-- Stated problem --
Find every line of the records that contains the word "metal". Case counts.
--- start Record extracts ---
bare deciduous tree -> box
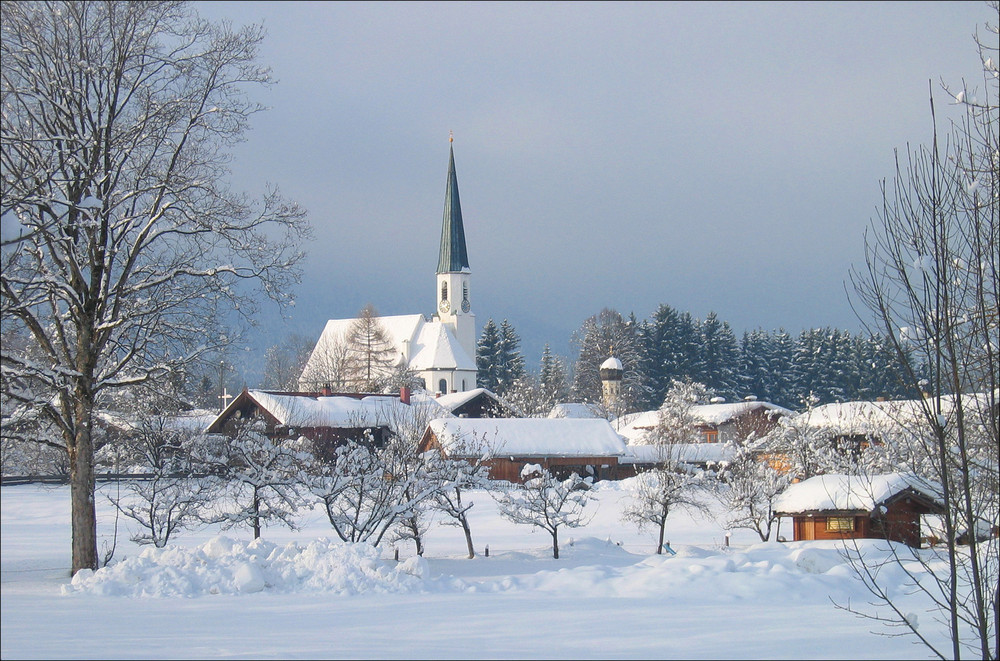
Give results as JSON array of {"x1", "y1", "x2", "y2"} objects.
[
  {"x1": 0, "y1": 2, "x2": 308, "y2": 573},
  {"x1": 497, "y1": 464, "x2": 593, "y2": 560},
  {"x1": 852, "y1": 2, "x2": 1000, "y2": 659},
  {"x1": 344, "y1": 304, "x2": 398, "y2": 392}
]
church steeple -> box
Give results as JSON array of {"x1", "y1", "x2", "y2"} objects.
[
  {"x1": 435, "y1": 132, "x2": 476, "y2": 376},
  {"x1": 437, "y1": 137, "x2": 469, "y2": 273}
]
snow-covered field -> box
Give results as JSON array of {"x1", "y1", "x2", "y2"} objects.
[{"x1": 0, "y1": 482, "x2": 941, "y2": 659}]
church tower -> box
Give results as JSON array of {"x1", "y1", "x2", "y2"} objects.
[{"x1": 435, "y1": 137, "x2": 476, "y2": 359}]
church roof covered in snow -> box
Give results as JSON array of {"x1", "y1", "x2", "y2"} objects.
[
  {"x1": 547, "y1": 402, "x2": 604, "y2": 418},
  {"x1": 209, "y1": 390, "x2": 451, "y2": 432},
  {"x1": 772, "y1": 473, "x2": 942, "y2": 514},
  {"x1": 428, "y1": 418, "x2": 626, "y2": 457},
  {"x1": 613, "y1": 400, "x2": 795, "y2": 444},
  {"x1": 299, "y1": 314, "x2": 476, "y2": 389}
]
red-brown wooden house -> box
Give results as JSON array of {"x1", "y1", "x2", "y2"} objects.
[{"x1": 773, "y1": 473, "x2": 944, "y2": 548}]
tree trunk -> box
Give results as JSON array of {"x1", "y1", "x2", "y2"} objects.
[
  {"x1": 459, "y1": 514, "x2": 476, "y2": 560},
  {"x1": 66, "y1": 386, "x2": 98, "y2": 574},
  {"x1": 250, "y1": 487, "x2": 260, "y2": 539}
]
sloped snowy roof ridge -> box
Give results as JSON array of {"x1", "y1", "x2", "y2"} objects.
[
  {"x1": 429, "y1": 418, "x2": 626, "y2": 457},
  {"x1": 773, "y1": 473, "x2": 943, "y2": 514}
]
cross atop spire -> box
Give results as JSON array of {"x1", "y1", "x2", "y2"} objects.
[{"x1": 437, "y1": 137, "x2": 469, "y2": 273}]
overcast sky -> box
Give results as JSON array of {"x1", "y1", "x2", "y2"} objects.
[{"x1": 197, "y1": 1, "x2": 997, "y2": 367}]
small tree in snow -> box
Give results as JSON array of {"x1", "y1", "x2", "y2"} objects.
[
  {"x1": 622, "y1": 445, "x2": 708, "y2": 554},
  {"x1": 497, "y1": 464, "x2": 593, "y2": 560},
  {"x1": 647, "y1": 379, "x2": 711, "y2": 445},
  {"x1": 426, "y1": 441, "x2": 492, "y2": 560},
  {"x1": 308, "y1": 432, "x2": 431, "y2": 546},
  {"x1": 716, "y1": 445, "x2": 792, "y2": 542},
  {"x1": 201, "y1": 420, "x2": 315, "y2": 539},
  {"x1": 98, "y1": 413, "x2": 217, "y2": 548},
  {"x1": 760, "y1": 398, "x2": 849, "y2": 480}
]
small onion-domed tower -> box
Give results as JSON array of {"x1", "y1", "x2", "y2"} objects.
[{"x1": 600, "y1": 356, "x2": 623, "y2": 413}]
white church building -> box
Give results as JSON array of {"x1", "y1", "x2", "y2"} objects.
[{"x1": 299, "y1": 139, "x2": 476, "y2": 394}]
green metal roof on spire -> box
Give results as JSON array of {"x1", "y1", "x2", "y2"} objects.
[{"x1": 437, "y1": 138, "x2": 469, "y2": 273}]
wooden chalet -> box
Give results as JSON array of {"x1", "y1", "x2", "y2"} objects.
[
  {"x1": 420, "y1": 418, "x2": 625, "y2": 483},
  {"x1": 773, "y1": 473, "x2": 944, "y2": 548},
  {"x1": 206, "y1": 388, "x2": 451, "y2": 458},
  {"x1": 614, "y1": 398, "x2": 795, "y2": 445},
  {"x1": 434, "y1": 388, "x2": 521, "y2": 418}
]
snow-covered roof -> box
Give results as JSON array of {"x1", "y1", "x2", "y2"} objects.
[
  {"x1": 547, "y1": 402, "x2": 604, "y2": 418},
  {"x1": 435, "y1": 388, "x2": 497, "y2": 411},
  {"x1": 410, "y1": 321, "x2": 476, "y2": 370},
  {"x1": 772, "y1": 473, "x2": 942, "y2": 514},
  {"x1": 693, "y1": 400, "x2": 795, "y2": 425},
  {"x1": 429, "y1": 418, "x2": 626, "y2": 457},
  {"x1": 300, "y1": 314, "x2": 476, "y2": 383},
  {"x1": 618, "y1": 443, "x2": 735, "y2": 464},
  {"x1": 613, "y1": 400, "x2": 795, "y2": 444},
  {"x1": 229, "y1": 390, "x2": 451, "y2": 431},
  {"x1": 800, "y1": 393, "x2": 996, "y2": 434}
]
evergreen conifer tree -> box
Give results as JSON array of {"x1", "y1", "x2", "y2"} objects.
[{"x1": 476, "y1": 319, "x2": 501, "y2": 392}]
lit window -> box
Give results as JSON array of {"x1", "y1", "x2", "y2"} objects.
[{"x1": 826, "y1": 516, "x2": 854, "y2": 532}]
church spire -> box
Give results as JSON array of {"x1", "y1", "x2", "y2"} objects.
[{"x1": 437, "y1": 136, "x2": 469, "y2": 273}]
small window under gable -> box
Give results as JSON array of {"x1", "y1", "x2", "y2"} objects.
[{"x1": 826, "y1": 516, "x2": 854, "y2": 532}]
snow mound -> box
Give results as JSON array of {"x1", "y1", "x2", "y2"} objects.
[{"x1": 62, "y1": 536, "x2": 428, "y2": 597}]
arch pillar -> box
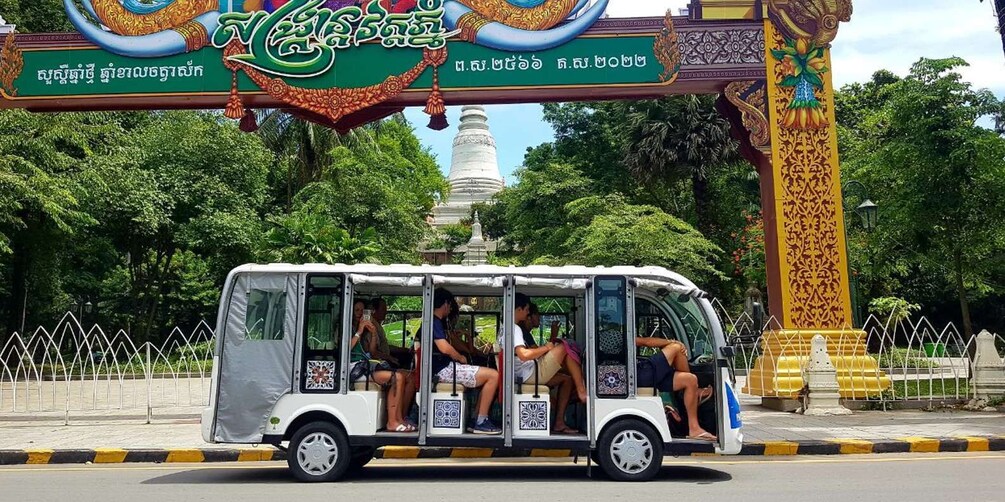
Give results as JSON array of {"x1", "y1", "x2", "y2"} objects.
[{"x1": 715, "y1": 0, "x2": 890, "y2": 399}]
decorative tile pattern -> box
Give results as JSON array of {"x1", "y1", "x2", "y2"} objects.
[
  {"x1": 304, "y1": 360, "x2": 335, "y2": 391},
  {"x1": 597, "y1": 327, "x2": 625, "y2": 355},
  {"x1": 679, "y1": 27, "x2": 766, "y2": 66},
  {"x1": 597, "y1": 364, "x2": 628, "y2": 396},
  {"x1": 520, "y1": 402, "x2": 548, "y2": 431},
  {"x1": 433, "y1": 400, "x2": 460, "y2": 429}
]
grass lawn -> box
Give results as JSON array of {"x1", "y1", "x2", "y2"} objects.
[
  {"x1": 384, "y1": 315, "x2": 495, "y2": 346},
  {"x1": 890, "y1": 379, "x2": 970, "y2": 399}
]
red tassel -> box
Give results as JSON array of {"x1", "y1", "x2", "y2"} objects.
[
  {"x1": 240, "y1": 109, "x2": 258, "y2": 133},
  {"x1": 423, "y1": 66, "x2": 450, "y2": 131},
  {"x1": 223, "y1": 69, "x2": 244, "y2": 120}
]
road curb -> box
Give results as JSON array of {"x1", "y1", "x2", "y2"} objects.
[{"x1": 0, "y1": 437, "x2": 1005, "y2": 466}]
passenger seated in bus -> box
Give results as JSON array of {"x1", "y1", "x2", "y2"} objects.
[
  {"x1": 497, "y1": 293, "x2": 587, "y2": 403},
  {"x1": 635, "y1": 336, "x2": 718, "y2": 441},
  {"x1": 370, "y1": 297, "x2": 412, "y2": 368},
  {"x1": 370, "y1": 297, "x2": 417, "y2": 426},
  {"x1": 432, "y1": 288, "x2": 503, "y2": 434},
  {"x1": 349, "y1": 299, "x2": 418, "y2": 433},
  {"x1": 446, "y1": 300, "x2": 491, "y2": 365},
  {"x1": 517, "y1": 302, "x2": 579, "y2": 434}
]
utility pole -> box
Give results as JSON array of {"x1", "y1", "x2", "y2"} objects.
[
  {"x1": 981, "y1": 0, "x2": 1005, "y2": 56},
  {"x1": 995, "y1": 0, "x2": 1005, "y2": 55}
]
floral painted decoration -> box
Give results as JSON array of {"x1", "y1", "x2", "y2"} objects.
[{"x1": 771, "y1": 38, "x2": 829, "y2": 129}]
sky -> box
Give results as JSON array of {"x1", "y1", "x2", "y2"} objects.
[{"x1": 405, "y1": 0, "x2": 1005, "y2": 185}]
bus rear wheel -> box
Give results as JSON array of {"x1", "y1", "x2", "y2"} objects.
[
  {"x1": 286, "y1": 422, "x2": 352, "y2": 483},
  {"x1": 595, "y1": 420, "x2": 663, "y2": 481}
]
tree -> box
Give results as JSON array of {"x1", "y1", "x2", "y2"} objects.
[
  {"x1": 551, "y1": 195, "x2": 725, "y2": 283},
  {"x1": 262, "y1": 117, "x2": 447, "y2": 263},
  {"x1": 846, "y1": 58, "x2": 1005, "y2": 336},
  {"x1": 0, "y1": 0, "x2": 73, "y2": 33},
  {"x1": 257, "y1": 109, "x2": 378, "y2": 211},
  {"x1": 0, "y1": 110, "x2": 119, "y2": 330},
  {"x1": 264, "y1": 208, "x2": 381, "y2": 264},
  {"x1": 483, "y1": 164, "x2": 596, "y2": 262},
  {"x1": 622, "y1": 95, "x2": 737, "y2": 235},
  {"x1": 79, "y1": 112, "x2": 271, "y2": 339}
]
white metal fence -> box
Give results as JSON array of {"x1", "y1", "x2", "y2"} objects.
[
  {"x1": 0, "y1": 313, "x2": 213, "y2": 422},
  {"x1": 716, "y1": 303, "x2": 1005, "y2": 408},
  {"x1": 0, "y1": 303, "x2": 1005, "y2": 421}
]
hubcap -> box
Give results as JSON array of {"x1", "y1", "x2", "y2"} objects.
[
  {"x1": 296, "y1": 433, "x2": 339, "y2": 476},
  {"x1": 611, "y1": 431, "x2": 653, "y2": 474}
]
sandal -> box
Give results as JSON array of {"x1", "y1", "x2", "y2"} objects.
[
  {"x1": 555, "y1": 426, "x2": 580, "y2": 436},
  {"x1": 663, "y1": 405, "x2": 682, "y2": 424},
  {"x1": 697, "y1": 386, "x2": 716, "y2": 406},
  {"x1": 687, "y1": 433, "x2": 719, "y2": 442},
  {"x1": 390, "y1": 424, "x2": 416, "y2": 433}
]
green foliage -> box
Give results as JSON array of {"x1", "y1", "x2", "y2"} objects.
[
  {"x1": 838, "y1": 58, "x2": 1005, "y2": 334},
  {"x1": 0, "y1": 110, "x2": 446, "y2": 341},
  {"x1": 869, "y1": 296, "x2": 922, "y2": 323},
  {"x1": 0, "y1": 0, "x2": 73, "y2": 33},
  {"x1": 262, "y1": 211, "x2": 381, "y2": 264},
  {"x1": 551, "y1": 196, "x2": 722, "y2": 282},
  {"x1": 873, "y1": 347, "x2": 939, "y2": 369}
]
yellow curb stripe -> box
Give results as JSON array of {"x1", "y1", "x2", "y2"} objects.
[
  {"x1": 384, "y1": 446, "x2": 421, "y2": 459},
  {"x1": 899, "y1": 436, "x2": 939, "y2": 453},
  {"x1": 237, "y1": 448, "x2": 272, "y2": 462},
  {"x1": 829, "y1": 439, "x2": 873, "y2": 455},
  {"x1": 959, "y1": 436, "x2": 991, "y2": 452},
  {"x1": 531, "y1": 448, "x2": 572, "y2": 459},
  {"x1": 94, "y1": 448, "x2": 127, "y2": 464},
  {"x1": 450, "y1": 448, "x2": 493, "y2": 459},
  {"x1": 165, "y1": 450, "x2": 206, "y2": 464},
  {"x1": 764, "y1": 441, "x2": 799, "y2": 456},
  {"x1": 24, "y1": 449, "x2": 52, "y2": 464}
]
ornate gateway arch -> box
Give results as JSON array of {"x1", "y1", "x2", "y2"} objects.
[{"x1": 0, "y1": 0, "x2": 889, "y2": 398}]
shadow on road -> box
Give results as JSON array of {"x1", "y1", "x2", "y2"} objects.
[{"x1": 143, "y1": 464, "x2": 733, "y2": 485}]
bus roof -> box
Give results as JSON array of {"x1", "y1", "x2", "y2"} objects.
[{"x1": 231, "y1": 263, "x2": 704, "y2": 296}]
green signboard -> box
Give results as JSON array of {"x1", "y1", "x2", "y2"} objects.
[
  {"x1": 7, "y1": 36, "x2": 664, "y2": 100},
  {"x1": 0, "y1": 0, "x2": 680, "y2": 129}
]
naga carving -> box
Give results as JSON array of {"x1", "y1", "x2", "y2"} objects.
[{"x1": 768, "y1": 0, "x2": 852, "y2": 47}]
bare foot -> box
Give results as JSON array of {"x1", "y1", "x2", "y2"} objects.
[{"x1": 687, "y1": 429, "x2": 719, "y2": 441}]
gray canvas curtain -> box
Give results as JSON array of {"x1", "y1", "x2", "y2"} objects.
[{"x1": 214, "y1": 274, "x2": 297, "y2": 443}]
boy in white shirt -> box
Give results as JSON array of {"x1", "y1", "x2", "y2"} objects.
[{"x1": 497, "y1": 293, "x2": 587, "y2": 403}]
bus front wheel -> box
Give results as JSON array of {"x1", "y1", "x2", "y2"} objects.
[
  {"x1": 286, "y1": 422, "x2": 352, "y2": 483},
  {"x1": 595, "y1": 419, "x2": 663, "y2": 481}
]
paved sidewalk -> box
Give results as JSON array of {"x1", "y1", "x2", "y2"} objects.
[{"x1": 0, "y1": 404, "x2": 1005, "y2": 450}]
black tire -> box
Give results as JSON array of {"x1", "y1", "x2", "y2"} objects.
[
  {"x1": 286, "y1": 422, "x2": 353, "y2": 483},
  {"x1": 596, "y1": 419, "x2": 663, "y2": 481},
  {"x1": 349, "y1": 446, "x2": 377, "y2": 472}
]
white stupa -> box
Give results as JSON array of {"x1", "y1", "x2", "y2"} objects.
[{"x1": 431, "y1": 106, "x2": 506, "y2": 228}]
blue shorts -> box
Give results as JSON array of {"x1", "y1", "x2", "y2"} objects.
[{"x1": 636, "y1": 351, "x2": 675, "y2": 393}]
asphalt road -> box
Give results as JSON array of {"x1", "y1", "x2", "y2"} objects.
[{"x1": 0, "y1": 454, "x2": 1005, "y2": 502}]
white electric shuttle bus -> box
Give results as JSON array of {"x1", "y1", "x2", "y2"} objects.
[{"x1": 202, "y1": 264, "x2": 743, "y2": 481}]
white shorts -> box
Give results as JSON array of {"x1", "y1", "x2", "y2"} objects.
[{"x1": 436, "y1": 362, "x2": 479, "y2": 389}]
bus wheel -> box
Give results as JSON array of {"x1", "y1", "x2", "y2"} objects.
[
  {"x1": 597, "y1": 420, "x2": 663, "y2": 481},
  {"x1": 286, "y1": 422, "x2": 352, "y2": 483}
]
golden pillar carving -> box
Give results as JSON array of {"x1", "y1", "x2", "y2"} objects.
[{"x1": 727, "y1": 0, "x2": 890, "y2": 398}]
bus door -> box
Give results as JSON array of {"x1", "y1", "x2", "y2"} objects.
[
  {"x1": 213, "y1": 273, "x2": 298, "y2": 443},
  {"x1": 295, "y1": 274, "x2": 349, "y2": 394}
]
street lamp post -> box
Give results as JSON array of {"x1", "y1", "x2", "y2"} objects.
[
  {"x1": 841, "y1": 180, "x2": 879, "y2": 327},
  {"x1": 70, "y1": 298, "x2": 94, "y2": 329}
]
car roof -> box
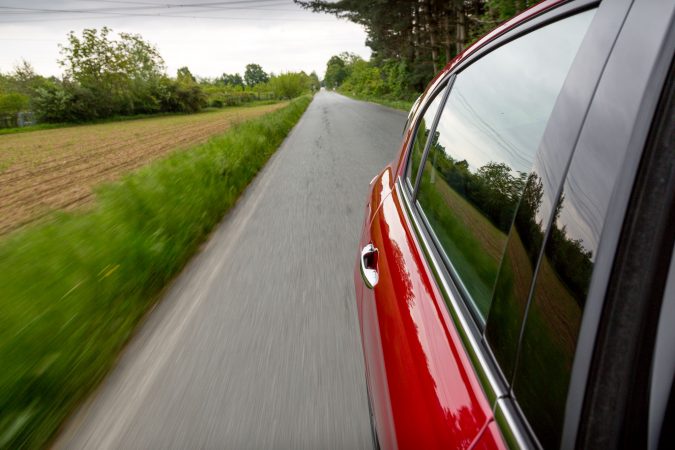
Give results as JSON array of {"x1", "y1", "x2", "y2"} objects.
[{"x1": 429, "y1": 0, "x2": 566, "y2": 82}]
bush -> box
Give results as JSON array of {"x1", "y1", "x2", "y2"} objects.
[
  {"x1": 268, "y1": 72, "x2": 310, "y2": 98},
  {"x1": 0, "y1": 92, "x2": 30, "y2": 127}
]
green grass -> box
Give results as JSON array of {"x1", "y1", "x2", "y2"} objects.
[
  {"x1": 0, "y1": 96, "x2": 311, "y2": 449},
  {"x1": 0, "y1": 100, "x2": 281, "y2": 136},
  {"x1": 418, "y1": 162, "x2": 506, "y2": 318}
]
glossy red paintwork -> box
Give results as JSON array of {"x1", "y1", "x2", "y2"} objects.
[
  {"x1": 354, "y1": 1, "x2": 560, "y2": 449},
  {"x1": 355, "y1": 168, "x2": 492, "y2": 448}
]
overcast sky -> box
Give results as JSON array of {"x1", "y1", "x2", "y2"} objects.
[{"x1": 0, "y1": 0, "x2": 370, "y2": 77}]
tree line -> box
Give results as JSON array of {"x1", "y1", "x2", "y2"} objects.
[
  {"x1": 433, "y1": 142, "x2": 593, "y2": 307},
  {"x1": 302, "y1": 0, "x2": 536, "y2": 98},
  {"x1": 0, "y1": 27, "x2": 319, "y2": 127}
]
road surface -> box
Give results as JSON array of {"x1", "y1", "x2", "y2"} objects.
[{"x1": 56, "y1": 92, "x2": 405, "y2": 449}]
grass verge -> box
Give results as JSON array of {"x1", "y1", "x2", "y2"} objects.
[
  {"x1": 0, "y1": 96, "x2": 311, "y2": 448},
  {"x1": 0, "y1": 100, "x2": 282, "y2": 136},
  {"x1": 339, "y1": 91, "x2": 415, "y2": 112}
]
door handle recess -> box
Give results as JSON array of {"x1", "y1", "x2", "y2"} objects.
[{"x1": 361, "y1": 244, "x2": 380, "y2": 289}]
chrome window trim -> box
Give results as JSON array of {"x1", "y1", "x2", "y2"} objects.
[
  {"x1": 403, "y1": 74, "x2": 453, "y2": 192},
  {"x1": 395, "y1": 176, "x2": 537, "y2": 448},
  {"x1": 409, "y1": 74, "x2": 455, "y2": 199},
  {"x1": 396, "y1": 177, "x2": 508, "y2": 402},
  {"x1": 451, "y1": 0, "x2": 601, "y2": 79}
]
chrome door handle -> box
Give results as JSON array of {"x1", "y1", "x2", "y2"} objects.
[{"x1": 361, "y1": 244, "x2": 380, "y2": 289}]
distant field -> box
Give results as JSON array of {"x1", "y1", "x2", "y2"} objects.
[{"x1": 0, "y1": 102, "x2": 287, "y2": 234}]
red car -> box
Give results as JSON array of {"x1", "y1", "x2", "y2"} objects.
[{"x1": 354, "y1": 0, "x2": 675, "y2": 449}]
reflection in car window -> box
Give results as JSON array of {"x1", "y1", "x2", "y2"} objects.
[
  {"x1": 407, "y1": 88, "x2": 446, "y2": 187},
  {"x1": 513, "y1": 127, "x2": 620, "y2": 448},
  {"x1": 418, "y1": 13, "x2": 591, "y2": 321}
]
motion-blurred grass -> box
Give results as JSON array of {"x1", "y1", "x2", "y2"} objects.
[{"x1": 0, "y1": 96, "x2": 311, "y2": 449}]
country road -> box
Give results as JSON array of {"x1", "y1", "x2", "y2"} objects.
[{"x1": 55, "y1": 92, "x2": 405, "y2": 449}]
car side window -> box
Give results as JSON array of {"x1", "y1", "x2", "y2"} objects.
[
  {"x1": 406, "y1": 87, "x2": 447, "y2": 187},
  {"x1": 413, "y1": 13, "x2": 592, "y2": 326}
]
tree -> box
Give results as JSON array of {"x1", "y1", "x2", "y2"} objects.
[
  {"x1": 323, "y1": 56, "x2": 347, "y2": 89},
  {"x1": 244, "y1": 64, "x2": 269, "y2": 86},
  {"x1": 217, "y1": 73, "x2": 244, "y2": 87},
  {"x1": 269, "y1": 72, "x2": 311, "y2": 98},
  {"x1": 59, "y1": 27, "x2": 164, "y2": 117},
  {"x1": 176, "y1": 67, "x2": 197, "y2": 84},
  {"x1": 293, "y1": 0, "x2": 536, "y2": 91}
]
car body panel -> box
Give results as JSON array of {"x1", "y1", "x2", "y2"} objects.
[{"x1": 355, "y1": 175, "x2": 492, "y2": 448}]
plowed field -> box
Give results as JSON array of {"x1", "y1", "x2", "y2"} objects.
[{"x1": 0, "y1": 103, "x2": 286, "y2": 234}]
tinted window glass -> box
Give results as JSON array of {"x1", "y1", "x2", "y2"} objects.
[
  {"x1": 513, "y1": 161, "x2": 612, "y2": 448},
  {"x1": 408, "y1": 89, "x2": 445, "y2": 187},
  {"x1": 418, "y1": 13, "x2": 591, "y2": 321}
]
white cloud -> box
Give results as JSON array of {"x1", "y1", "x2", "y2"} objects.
[{"x1": 0, "y1": 0, "x2": 370, "y2": 77}]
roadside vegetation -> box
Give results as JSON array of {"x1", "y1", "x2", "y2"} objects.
[
  {"x1": 0, "y1": 96, "x2": 311, "y2": 448},
  {"x1": 294, "y1": 0, "x2": 537, "y2": 109},
  {"x1": 0, "y1": 102, "x2": 287, "y2": 236},
  {"x1": 0, "y1": 27, "x2": 319, "y2": 129}
]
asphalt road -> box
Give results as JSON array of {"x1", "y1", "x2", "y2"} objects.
[{"x1": 56, "y1": 92, "x2": 405, "y2": 449}]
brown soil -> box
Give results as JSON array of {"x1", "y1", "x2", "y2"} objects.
[{"x1": 0, "y1": 103, "x2": 285, "y2": 235}]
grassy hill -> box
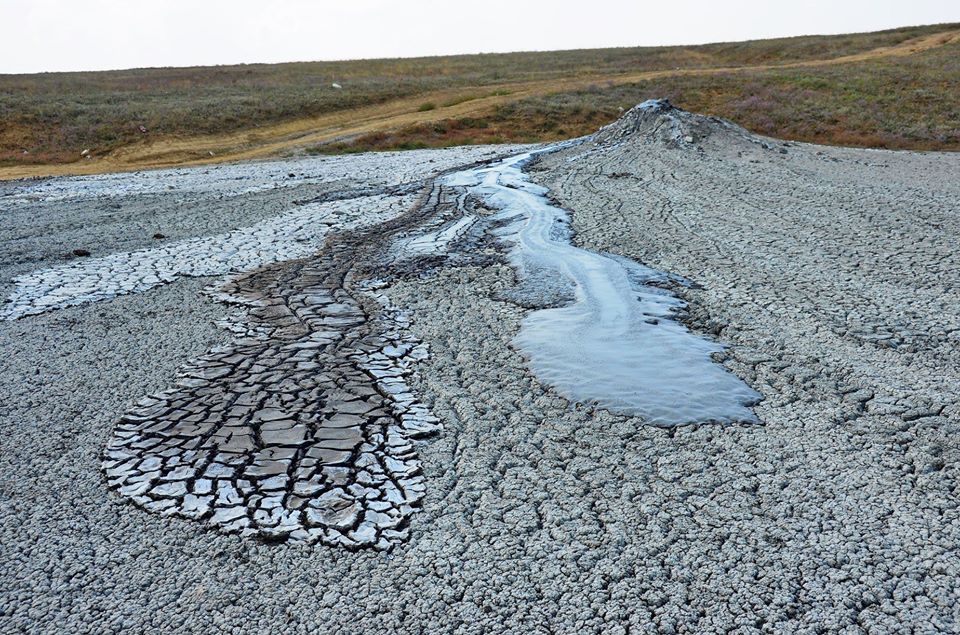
--- end Record extracts ---
-- Exercise output --
green metal roof on spire -> box
white metal fence -> box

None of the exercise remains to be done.